(Natural language region descriptions)
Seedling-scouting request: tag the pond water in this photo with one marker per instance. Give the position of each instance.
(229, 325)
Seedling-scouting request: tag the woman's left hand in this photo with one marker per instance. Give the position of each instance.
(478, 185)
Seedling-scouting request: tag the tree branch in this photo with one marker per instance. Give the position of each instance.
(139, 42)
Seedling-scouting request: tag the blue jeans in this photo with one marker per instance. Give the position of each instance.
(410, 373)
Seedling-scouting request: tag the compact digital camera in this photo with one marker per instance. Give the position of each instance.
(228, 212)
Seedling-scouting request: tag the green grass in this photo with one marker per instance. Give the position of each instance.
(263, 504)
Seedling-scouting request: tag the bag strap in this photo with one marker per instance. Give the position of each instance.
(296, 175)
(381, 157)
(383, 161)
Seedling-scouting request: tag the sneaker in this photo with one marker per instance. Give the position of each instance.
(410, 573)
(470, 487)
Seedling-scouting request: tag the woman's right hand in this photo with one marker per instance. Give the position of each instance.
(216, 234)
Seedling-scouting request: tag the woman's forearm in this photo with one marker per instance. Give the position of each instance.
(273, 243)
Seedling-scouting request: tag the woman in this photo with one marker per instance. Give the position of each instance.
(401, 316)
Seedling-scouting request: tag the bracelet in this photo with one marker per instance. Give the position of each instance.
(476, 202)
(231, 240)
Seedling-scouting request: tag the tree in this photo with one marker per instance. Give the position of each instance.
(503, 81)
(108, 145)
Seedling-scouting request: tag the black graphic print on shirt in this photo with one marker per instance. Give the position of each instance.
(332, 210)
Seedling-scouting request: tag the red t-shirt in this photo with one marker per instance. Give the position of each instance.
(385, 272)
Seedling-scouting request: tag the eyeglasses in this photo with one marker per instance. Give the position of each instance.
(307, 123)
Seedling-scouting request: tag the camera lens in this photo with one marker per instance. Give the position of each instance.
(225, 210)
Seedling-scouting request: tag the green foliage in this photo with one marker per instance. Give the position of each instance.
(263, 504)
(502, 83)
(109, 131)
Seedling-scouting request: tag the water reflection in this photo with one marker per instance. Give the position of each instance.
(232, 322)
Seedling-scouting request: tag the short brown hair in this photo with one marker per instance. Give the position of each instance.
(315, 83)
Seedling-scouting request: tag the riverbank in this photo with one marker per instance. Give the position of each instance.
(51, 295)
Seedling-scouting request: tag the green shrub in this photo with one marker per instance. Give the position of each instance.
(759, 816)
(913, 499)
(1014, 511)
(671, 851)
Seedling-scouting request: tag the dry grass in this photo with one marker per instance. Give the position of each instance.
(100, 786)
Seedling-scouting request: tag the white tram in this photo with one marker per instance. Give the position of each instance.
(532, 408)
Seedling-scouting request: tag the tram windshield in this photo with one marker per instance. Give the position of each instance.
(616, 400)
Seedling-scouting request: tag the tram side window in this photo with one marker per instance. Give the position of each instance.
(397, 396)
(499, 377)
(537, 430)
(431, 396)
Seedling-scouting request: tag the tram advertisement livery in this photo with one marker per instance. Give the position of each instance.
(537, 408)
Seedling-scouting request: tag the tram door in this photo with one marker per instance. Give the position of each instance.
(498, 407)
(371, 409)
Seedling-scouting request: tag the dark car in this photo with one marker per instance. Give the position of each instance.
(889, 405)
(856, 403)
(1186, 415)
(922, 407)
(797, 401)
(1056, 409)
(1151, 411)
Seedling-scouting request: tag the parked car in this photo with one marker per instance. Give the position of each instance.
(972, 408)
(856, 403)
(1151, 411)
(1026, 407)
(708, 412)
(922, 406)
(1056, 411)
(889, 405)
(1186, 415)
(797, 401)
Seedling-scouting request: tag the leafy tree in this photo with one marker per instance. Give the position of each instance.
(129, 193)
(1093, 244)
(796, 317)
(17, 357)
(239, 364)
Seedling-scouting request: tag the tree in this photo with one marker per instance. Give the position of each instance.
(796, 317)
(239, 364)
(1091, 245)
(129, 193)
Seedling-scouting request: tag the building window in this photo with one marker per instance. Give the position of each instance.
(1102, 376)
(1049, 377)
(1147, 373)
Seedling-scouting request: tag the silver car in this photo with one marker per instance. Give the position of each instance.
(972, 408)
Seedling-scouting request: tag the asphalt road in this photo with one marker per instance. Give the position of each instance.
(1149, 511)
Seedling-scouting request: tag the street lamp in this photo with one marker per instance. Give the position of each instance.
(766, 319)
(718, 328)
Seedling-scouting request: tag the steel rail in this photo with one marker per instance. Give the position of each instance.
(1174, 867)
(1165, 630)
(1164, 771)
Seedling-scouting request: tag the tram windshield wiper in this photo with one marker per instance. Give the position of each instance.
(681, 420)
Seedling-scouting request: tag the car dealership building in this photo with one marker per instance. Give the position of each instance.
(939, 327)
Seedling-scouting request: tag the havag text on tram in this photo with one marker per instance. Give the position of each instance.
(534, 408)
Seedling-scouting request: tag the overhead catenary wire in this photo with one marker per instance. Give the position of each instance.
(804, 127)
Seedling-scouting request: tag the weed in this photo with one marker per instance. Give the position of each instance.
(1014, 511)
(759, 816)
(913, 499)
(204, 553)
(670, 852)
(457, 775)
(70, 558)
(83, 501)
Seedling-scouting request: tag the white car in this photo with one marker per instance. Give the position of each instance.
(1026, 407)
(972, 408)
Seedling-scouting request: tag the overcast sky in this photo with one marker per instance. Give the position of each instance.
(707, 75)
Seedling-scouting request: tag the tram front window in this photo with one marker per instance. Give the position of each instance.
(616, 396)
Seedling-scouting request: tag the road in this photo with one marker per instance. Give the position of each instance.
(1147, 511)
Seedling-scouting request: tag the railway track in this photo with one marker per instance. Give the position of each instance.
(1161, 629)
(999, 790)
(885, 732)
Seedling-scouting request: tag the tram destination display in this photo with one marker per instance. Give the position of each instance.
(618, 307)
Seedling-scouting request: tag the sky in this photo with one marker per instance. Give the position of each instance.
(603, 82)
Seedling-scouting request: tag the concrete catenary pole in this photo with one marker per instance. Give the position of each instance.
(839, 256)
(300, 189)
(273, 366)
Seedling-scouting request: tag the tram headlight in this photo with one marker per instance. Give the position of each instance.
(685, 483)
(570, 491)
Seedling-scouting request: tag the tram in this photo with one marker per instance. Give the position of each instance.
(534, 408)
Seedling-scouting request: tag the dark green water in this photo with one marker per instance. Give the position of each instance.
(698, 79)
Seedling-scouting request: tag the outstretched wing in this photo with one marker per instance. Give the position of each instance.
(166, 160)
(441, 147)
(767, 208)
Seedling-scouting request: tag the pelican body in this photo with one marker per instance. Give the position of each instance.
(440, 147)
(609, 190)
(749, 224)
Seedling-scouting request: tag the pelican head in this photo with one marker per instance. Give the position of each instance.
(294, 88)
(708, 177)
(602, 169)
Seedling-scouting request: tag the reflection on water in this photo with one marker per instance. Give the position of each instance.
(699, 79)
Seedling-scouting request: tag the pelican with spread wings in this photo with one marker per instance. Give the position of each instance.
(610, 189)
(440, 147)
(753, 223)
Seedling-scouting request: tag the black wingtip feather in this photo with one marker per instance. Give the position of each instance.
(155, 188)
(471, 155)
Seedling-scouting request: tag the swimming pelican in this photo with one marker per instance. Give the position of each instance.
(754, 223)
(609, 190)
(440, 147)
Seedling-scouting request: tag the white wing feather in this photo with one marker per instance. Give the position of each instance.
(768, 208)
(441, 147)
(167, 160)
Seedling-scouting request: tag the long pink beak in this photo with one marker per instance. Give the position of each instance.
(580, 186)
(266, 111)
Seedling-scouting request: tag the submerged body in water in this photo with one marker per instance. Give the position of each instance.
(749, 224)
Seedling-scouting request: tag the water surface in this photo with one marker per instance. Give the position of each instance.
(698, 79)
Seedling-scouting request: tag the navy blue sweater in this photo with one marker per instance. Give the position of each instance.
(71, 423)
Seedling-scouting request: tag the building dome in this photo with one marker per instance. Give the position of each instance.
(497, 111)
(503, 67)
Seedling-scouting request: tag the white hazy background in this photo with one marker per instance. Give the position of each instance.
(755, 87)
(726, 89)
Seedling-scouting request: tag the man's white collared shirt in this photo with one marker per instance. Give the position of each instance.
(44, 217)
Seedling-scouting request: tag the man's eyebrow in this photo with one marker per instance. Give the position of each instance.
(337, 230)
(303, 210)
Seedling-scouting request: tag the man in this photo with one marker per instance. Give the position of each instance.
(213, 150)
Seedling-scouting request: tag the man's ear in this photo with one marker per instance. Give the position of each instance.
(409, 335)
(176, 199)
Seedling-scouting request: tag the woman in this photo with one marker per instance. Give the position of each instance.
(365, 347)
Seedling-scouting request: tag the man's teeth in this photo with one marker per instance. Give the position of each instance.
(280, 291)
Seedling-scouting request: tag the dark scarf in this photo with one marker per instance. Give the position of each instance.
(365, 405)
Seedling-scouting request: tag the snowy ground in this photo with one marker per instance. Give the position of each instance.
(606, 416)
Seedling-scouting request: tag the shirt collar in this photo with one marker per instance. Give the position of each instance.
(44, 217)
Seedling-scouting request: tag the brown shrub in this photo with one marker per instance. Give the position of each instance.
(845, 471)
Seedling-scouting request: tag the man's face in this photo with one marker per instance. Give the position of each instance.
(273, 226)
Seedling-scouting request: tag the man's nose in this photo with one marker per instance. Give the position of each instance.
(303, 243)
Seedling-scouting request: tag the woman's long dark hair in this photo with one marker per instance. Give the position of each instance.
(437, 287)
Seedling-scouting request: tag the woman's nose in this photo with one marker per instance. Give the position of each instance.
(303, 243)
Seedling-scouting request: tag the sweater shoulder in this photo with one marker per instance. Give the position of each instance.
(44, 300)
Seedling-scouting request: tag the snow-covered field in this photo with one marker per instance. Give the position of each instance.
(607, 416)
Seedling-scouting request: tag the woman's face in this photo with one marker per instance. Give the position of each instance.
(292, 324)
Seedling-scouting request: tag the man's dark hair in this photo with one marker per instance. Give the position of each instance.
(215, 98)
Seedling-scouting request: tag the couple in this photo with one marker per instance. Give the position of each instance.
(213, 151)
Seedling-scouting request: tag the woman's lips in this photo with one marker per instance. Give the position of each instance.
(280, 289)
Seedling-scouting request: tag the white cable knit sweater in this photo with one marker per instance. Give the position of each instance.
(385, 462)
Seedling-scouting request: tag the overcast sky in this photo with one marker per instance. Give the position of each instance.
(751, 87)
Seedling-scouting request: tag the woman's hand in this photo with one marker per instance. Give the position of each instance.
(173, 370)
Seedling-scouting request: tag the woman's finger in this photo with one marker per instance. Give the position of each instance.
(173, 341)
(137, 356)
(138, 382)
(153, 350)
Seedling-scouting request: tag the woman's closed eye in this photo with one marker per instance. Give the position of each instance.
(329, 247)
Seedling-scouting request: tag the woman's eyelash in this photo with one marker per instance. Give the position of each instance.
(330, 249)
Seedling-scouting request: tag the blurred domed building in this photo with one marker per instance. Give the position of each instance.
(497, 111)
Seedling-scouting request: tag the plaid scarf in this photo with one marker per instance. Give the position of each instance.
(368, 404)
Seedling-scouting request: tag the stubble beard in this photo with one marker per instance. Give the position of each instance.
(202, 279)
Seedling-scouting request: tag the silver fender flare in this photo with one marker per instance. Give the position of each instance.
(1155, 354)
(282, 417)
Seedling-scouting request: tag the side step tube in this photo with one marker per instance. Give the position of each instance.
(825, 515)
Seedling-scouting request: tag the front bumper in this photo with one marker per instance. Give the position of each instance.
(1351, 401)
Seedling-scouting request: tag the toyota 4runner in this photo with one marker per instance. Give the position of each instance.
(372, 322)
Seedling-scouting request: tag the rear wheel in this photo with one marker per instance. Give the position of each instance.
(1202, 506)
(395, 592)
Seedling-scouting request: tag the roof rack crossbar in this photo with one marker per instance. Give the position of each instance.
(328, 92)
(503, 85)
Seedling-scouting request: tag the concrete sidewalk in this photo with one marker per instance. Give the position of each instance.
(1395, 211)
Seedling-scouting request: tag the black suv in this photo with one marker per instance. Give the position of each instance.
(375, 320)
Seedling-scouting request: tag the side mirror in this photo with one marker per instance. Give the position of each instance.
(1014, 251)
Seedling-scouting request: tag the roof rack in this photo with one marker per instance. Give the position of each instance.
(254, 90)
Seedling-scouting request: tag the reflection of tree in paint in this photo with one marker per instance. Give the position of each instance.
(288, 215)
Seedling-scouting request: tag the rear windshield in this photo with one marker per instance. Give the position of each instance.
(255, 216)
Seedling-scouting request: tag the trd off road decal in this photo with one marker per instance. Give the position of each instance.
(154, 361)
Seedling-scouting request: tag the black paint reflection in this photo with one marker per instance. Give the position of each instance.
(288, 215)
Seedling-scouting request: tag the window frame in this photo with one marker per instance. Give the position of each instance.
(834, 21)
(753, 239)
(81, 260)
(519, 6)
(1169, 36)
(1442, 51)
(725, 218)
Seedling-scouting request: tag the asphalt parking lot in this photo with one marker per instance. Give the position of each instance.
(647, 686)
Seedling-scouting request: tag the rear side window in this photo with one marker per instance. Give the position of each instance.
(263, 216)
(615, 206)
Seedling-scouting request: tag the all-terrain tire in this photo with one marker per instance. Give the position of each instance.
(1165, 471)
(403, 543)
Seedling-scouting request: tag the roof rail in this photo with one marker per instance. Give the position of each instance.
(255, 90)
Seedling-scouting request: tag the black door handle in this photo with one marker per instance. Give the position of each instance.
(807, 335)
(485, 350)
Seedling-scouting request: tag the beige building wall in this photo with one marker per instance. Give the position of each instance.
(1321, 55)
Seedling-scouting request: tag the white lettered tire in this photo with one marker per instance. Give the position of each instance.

WHAT IS REQUIRED
Set out exactly the lines from the one bearing "Seedling-scouting request: tag the roof rail" through the end of the data, including both ends and omitting all others.

RESULT BELOW
Seedling-scouting request: tag the roof rail in this photo with one marker per instance. Give the position of each instance.
(255, 90)
Seedling-scouting request: tag the black door handle in this photo with one marker per instance. Give the position of each instance.
(807, 335)
(485, 350)
Seedling-scouting request: tag the beige building wall in this photo with one marker per instance. Give the position of each instance.
(1321, 55)
Seedling-scouting request: tag the white lettered tire in this photo with one marker per instance. Give the position of each instance.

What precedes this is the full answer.